Reproduce the data shown below exactly.

Supplied entries:
########################################

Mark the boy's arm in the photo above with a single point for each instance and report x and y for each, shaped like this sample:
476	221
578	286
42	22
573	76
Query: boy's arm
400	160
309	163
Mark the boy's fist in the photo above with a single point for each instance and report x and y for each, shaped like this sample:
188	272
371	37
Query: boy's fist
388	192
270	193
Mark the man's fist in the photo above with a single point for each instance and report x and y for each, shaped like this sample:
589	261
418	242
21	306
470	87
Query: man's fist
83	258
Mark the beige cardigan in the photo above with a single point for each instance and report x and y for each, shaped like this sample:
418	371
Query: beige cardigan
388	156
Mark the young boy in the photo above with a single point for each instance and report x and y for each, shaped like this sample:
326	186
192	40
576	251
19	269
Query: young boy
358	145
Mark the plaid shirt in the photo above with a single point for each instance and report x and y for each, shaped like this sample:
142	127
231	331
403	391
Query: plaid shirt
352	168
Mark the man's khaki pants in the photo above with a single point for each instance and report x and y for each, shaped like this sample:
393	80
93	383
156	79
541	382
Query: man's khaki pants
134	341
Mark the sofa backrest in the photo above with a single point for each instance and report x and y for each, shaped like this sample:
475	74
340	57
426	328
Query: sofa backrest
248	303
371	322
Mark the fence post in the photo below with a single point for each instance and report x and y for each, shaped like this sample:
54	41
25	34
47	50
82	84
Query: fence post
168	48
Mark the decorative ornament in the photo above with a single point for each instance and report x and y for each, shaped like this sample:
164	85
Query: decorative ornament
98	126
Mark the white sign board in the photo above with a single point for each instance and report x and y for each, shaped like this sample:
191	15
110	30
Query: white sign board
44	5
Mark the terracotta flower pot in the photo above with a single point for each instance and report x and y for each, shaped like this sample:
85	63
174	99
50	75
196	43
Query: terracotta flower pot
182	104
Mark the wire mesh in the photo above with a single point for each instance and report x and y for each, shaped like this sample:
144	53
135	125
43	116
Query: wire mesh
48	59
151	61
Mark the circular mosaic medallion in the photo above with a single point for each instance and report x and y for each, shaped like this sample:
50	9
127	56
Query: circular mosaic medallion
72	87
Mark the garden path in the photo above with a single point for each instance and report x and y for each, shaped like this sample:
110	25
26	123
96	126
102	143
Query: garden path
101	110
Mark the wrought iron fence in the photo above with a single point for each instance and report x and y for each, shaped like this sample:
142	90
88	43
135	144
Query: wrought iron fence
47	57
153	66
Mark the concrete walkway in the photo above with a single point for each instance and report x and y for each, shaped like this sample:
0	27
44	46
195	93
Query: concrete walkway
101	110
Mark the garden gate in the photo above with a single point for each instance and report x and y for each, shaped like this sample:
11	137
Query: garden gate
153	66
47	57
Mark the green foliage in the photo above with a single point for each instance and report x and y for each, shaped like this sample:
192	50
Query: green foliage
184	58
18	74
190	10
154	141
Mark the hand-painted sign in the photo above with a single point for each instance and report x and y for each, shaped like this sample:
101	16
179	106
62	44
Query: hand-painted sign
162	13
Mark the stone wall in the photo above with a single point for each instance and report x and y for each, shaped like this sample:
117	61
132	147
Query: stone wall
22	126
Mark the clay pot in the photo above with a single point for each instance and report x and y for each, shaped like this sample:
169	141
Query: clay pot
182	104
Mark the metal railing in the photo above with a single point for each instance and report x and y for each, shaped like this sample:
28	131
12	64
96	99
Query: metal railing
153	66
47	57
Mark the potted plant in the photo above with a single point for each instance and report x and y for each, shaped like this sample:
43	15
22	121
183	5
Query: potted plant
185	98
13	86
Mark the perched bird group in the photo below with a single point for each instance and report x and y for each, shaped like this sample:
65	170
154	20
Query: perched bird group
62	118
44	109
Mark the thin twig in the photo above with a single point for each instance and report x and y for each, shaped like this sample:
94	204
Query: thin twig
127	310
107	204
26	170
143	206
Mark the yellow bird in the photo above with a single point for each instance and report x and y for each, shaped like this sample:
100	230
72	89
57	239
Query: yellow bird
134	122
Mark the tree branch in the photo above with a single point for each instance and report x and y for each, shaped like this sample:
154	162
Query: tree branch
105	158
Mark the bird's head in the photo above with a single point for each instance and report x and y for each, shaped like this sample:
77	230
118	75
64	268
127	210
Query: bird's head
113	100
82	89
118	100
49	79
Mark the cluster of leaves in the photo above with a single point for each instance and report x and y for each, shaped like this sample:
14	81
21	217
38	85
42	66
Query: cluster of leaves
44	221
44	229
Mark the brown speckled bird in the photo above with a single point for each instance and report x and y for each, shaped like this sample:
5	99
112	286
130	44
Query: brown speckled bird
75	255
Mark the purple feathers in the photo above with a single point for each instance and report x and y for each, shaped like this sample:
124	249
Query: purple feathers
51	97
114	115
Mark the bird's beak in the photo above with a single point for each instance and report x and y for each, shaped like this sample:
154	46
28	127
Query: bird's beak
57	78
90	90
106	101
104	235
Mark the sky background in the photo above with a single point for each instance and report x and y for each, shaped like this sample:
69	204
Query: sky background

########################################

Exercise output:
Mark the boy's arm in the photo above with a single point for each instance and report x and y for each, shaped like this sample:
476	221
578	286
42	22
573	76
Query: boy's arm
400	160
309	163
Mark the boy's fist in the photo above with a single point for each instance and report x and y for each, shaped like this sample:
188	272
371	37
Query: boy's fist
388	192
270	193
Mark the man's fist in the photo above with a single point for each instance and report x and y for each, shaped like this sample:
589	261
418	242
21	306
470	87
Query: man's fist
83	258
Mark the beige cardigan in the photo above with a single point for each instance and report x and y for each, shaped like this sample:
418	371
Query: beige cardigan
388	156
Mark the young boy in the photo above with a single point for each instance and report x and y for each, shaped like this sample:
326	186
192	40
576	251
19	269
Query: young boy
358	145
Mark the plaid shirt in the photo above with a single point for each instance and report x and y for each, shaped like this sample:
142	127
231	331
403	391
Query: plaid shirt
352	168
Mark the man's khaki pants in the photo above with a single point for each instance and report x and y for each, shaped like this sample:
393	80
93	383
156	79
541	382
Query: man's khaki pants
134	341
Mark the sofa backrest in the photo above with a single point for each instance and report x and y for each, shaped like this sample:
475	74
340	57
426	328
Query: sofa backrest
248	303
371	322
Mark the fence post in the photo below with a single point for each instance and report x and y for each, shaped like this sample:
54	41
25	34
47	50
82	84
Query: fence post
168	48
Mark the decorative ornament in the photo above with a single point for each instance and report x and y for each, shaped like this sample:
164	85
Query: decorative ornament
98	126
Mark the white sign board in the photo above with a single point for each instance and report x and y for each, shaped like this sample:
191	15
110	30
Query: white sign board
44	5
Mark the terracotta flower pot in the photo above with a single point for each instance and report x and y for each, shaped like this sample:
85	63
174	99
50	75
196	43
Query: terracotta flower pot
182	104
Mark the wire mesh in the photo above with a single point for each instance and report x and y for each, shaped like this sample:
144	53
135	125
43	116
Query: wire mesh
48	59
151	61
Mark the circular mosaic medallion in the photo above with a single point for each instance and report x and y for each, shaped like this sample:
50	9
127	56
Query: circular mosaic medallion
72	87
Mark the garden path in the photo above with a single point for each instance and report x and y for each, shaped like this sample:
110	25
26	123
96	126
102	143
Query: garden path
101	110
Mark the wrought iron fence in the photo above with a single point for each instance and report x and y for each, shaped like this sample:
142	90
88	43
135	144
Query: wrought iron fence
47	57
153	66
Mark the concrete walkway in the photo above with a single point for each instance and report x and y for each, shaped like this sample:
0	27
44	46
195	93
Query: concrete walkway
101	110
Mark the garden gate in the photo above with a single point for each instance and report x and y for each, shaped like this sample:
11	137
Query: garden gate
153	66
47	57
Mark the green foliage in the photo above with a single point for each instance and report x and y for each, shaped like this sample:
192	50
Query: green foliage
184	58
18	74
190	10
154	141
Mark the hand-painted sign in the photo above with a single point for each instance and report x and y for each, shaped like this sample:
101	16
179	106
62	44
Query: hand-painted sign
162	13
Mark the stone wall in the photo above with a single point for each instance and report x and y for each, shaped like this sample:
117	61
132	147
Query: stone wall
22	126
Mark the clay pot in the photo above with a single point for each instance and report x and y for each, shaped like this sample:
169	141
Query: clay pot
182	104
Mark the metal railing in the photo above with a single point for each instance and report x and y for each, shaped like this sample:
28	131
12	64
96	99
Query: metal railing
153	66
47	57
Mark the potted plant in the photo above with a single point for each instance and report x and y for each, shaped like this sample:
43	15
22	121
183	5
Query: potted plant
185	98
13	86
Mark the perched bird group in the photo below with a single point for each instance and report x and y for each, shaped like this sample:
65	170
154	20
Query: perched bird group
62	118
44	109
Mark the thin twig in the photo above with a single point for each instance and report x and y for each, shaped like this sample:
94	204
Query: thin twig
127	310
107	204
26	170
143	206
Mark the yellow bird in the photo above with a single point for each instance and report x and y for each, shaped like this sample:
100	230
72	89
57	239
Query: yellow bird
134	122
Mark the tree branch in the photo above with a single point for each instance and report x and y for each, shaped like this sample:
154	162
Query: tree branch
105	158
Mark the bird's head in the photo above with a single point for each instance and report x and y for each, shaped like this sample:
77	230
118	75
64	268
127	210
Query: bird's head
113	100
82	89
118	100
49	79
Mark the cluster of leaves in the photo above with a single point for each instance and report x and y for each, shaped like this sample:
14	81
21	217
38	85
42	66
Query: cluster of leaves
44	221
44	229
Mark the brown speckled bird in the photo above with a single point for each instance and report x and y for each, shaped like this sample:
5	99
112	286
130	44
Query: brown speckled bird
75	255
Mark the purple feathers in the photo above with a single point for each instance and report x and y for each, shaped like this sample:
124	249
Query: purple feathers
51	97
114	115
Mark the bird's beak in the photo above with a single point for each instance and report x and y for each, shaped like this sample:
154	46
28	127
Query: bird's beak
57	78
90	90
106	101
104	235
Mark the sky background in the photo above with a single point for each instance and report x and y for each, shaped like this sample:
69	204
Query: sky background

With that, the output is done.